--- Begin Data entries ---

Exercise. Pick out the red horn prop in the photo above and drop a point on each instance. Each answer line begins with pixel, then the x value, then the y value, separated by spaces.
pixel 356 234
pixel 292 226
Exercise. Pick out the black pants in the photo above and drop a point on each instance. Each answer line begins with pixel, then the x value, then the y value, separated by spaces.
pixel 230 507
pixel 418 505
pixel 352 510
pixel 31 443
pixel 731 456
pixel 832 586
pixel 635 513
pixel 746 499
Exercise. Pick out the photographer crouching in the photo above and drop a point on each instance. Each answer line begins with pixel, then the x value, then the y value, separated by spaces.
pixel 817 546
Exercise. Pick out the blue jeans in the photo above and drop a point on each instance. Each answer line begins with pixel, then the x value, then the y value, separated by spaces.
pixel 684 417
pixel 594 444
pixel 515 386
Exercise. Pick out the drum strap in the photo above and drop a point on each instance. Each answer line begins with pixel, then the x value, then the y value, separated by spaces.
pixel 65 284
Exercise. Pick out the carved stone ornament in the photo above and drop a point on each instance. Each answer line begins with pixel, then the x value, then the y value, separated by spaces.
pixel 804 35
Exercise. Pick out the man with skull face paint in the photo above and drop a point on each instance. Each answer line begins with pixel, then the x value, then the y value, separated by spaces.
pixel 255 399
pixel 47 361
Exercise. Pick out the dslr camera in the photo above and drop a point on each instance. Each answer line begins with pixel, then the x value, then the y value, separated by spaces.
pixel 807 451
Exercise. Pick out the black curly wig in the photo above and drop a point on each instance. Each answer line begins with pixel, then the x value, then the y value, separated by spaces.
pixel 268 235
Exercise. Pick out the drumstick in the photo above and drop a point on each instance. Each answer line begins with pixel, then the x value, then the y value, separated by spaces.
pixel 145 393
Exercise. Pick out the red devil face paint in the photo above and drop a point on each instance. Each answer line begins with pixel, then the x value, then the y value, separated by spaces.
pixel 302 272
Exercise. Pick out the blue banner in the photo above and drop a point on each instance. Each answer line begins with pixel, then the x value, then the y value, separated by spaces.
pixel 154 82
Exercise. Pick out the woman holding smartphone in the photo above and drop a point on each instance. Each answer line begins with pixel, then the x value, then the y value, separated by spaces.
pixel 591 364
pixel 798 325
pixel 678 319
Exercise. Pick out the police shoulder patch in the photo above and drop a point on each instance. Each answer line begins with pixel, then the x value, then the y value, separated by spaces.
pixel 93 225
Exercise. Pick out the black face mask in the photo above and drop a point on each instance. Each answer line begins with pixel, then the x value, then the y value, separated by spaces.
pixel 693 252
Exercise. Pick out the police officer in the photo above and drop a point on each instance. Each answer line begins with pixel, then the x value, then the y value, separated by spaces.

--- End Data entries ---
--- Begin Data entries ---

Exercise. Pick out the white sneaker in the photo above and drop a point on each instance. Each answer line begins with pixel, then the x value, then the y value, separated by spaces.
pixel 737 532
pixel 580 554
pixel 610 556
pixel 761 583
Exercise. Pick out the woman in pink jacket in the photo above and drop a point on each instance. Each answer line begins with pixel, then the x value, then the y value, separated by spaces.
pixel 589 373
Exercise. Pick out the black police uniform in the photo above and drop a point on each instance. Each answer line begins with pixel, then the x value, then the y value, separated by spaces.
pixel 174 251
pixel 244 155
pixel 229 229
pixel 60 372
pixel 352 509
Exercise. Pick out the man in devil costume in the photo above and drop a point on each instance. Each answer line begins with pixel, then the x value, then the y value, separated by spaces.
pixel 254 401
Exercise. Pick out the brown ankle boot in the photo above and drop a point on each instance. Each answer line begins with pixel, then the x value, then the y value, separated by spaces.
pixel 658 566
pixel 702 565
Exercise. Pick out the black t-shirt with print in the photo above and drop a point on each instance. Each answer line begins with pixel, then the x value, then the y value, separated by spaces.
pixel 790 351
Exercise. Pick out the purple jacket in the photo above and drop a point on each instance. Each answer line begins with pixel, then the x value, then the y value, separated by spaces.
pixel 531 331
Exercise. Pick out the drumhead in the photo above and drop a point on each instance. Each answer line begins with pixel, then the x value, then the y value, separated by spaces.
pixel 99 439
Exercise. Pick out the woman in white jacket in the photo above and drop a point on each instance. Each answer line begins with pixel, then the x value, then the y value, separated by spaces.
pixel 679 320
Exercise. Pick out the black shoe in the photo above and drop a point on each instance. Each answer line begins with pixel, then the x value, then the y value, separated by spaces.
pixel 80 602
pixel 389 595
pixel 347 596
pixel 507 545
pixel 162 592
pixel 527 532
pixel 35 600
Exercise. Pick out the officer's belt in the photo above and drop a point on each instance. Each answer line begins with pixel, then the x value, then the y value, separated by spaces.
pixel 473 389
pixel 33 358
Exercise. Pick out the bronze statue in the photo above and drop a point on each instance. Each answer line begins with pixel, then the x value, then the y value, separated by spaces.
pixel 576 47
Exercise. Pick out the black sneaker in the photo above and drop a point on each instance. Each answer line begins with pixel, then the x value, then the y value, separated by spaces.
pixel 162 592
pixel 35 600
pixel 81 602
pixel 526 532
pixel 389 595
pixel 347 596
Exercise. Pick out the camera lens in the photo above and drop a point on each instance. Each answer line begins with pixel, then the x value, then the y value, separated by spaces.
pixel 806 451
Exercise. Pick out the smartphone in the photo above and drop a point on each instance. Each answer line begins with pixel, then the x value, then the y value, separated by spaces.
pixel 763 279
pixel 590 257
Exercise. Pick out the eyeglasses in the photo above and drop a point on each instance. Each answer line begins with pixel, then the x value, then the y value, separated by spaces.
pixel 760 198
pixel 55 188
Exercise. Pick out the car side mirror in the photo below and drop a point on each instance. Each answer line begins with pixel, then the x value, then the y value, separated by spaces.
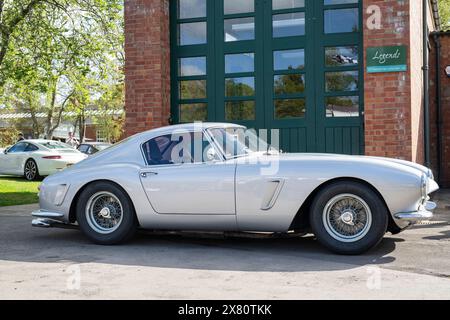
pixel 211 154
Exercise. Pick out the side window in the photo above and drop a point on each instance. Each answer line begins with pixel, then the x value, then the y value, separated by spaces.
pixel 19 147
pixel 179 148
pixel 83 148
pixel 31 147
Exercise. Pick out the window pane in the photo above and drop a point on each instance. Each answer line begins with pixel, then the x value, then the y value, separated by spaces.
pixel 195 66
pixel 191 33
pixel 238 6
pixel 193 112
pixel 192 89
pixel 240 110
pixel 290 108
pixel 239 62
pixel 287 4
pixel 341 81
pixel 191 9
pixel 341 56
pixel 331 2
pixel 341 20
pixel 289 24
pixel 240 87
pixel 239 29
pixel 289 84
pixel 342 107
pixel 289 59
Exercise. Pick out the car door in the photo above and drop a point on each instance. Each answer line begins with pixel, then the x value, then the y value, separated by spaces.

--- End Data entries ---
--- Begin Data entries ---

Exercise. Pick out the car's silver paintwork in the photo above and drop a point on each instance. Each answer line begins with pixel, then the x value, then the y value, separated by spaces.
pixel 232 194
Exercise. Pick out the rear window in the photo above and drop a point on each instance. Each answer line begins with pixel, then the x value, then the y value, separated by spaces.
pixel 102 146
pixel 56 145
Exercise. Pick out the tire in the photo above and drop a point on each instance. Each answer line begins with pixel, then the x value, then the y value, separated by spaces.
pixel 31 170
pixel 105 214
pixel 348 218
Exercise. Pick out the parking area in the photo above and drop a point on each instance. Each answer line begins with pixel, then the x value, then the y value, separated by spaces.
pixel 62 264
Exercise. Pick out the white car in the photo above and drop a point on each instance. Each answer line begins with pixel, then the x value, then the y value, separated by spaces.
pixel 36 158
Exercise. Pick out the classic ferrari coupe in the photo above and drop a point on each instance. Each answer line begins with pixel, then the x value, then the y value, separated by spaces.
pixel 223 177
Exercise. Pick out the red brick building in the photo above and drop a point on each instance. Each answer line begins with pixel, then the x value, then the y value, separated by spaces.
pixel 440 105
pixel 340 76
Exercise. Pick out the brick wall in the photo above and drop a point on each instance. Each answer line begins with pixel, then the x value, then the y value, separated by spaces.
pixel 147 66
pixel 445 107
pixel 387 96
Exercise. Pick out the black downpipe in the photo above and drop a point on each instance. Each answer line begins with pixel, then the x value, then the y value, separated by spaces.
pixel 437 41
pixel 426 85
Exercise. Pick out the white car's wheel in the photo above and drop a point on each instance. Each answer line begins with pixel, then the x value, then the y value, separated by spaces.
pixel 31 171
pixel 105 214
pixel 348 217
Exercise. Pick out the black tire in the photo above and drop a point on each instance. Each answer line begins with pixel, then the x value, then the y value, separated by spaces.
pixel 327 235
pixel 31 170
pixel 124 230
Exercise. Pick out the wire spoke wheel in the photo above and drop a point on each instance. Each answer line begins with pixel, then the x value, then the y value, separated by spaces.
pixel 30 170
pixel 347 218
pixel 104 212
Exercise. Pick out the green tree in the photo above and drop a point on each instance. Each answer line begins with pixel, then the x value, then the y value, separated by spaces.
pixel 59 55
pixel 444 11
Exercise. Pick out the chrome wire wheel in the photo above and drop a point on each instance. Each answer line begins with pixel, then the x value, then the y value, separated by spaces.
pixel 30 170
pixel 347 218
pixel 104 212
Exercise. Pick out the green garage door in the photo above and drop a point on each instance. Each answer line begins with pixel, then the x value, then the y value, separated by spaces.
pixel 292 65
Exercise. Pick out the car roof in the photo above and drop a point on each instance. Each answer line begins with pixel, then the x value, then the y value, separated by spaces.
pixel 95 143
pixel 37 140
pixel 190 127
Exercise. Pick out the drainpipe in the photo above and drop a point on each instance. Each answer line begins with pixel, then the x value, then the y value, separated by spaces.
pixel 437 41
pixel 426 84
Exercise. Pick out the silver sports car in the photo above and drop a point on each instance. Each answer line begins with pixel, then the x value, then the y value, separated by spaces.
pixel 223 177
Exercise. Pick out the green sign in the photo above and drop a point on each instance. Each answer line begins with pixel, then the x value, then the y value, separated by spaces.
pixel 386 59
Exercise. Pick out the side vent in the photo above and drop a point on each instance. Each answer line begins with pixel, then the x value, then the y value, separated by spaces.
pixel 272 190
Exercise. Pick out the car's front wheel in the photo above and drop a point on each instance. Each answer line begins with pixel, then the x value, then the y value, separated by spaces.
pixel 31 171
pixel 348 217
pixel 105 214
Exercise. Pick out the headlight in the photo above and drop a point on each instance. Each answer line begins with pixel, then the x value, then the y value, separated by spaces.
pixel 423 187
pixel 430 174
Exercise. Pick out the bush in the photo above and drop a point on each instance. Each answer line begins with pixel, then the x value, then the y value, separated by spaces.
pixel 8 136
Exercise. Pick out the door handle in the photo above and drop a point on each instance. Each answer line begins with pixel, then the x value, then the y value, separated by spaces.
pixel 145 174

--- End Data entries ---

== What the task asks ==
Begin at the line that has "Exercise. Pick out the side window" and stop after the line that has "pixel 31 147". Write those lines out again, renaming "side window" to "passenger window" and leaving everything else unchanged.

== Worked solution ==
Exercise. Pick out the passenger window in the photo above and drop a point on each instance. Each answer line begins with pixel, then the x value, then the y value, separated by spaces.
pixel 19 147
pixel 179 148
pixel 83 148
pixel 31 147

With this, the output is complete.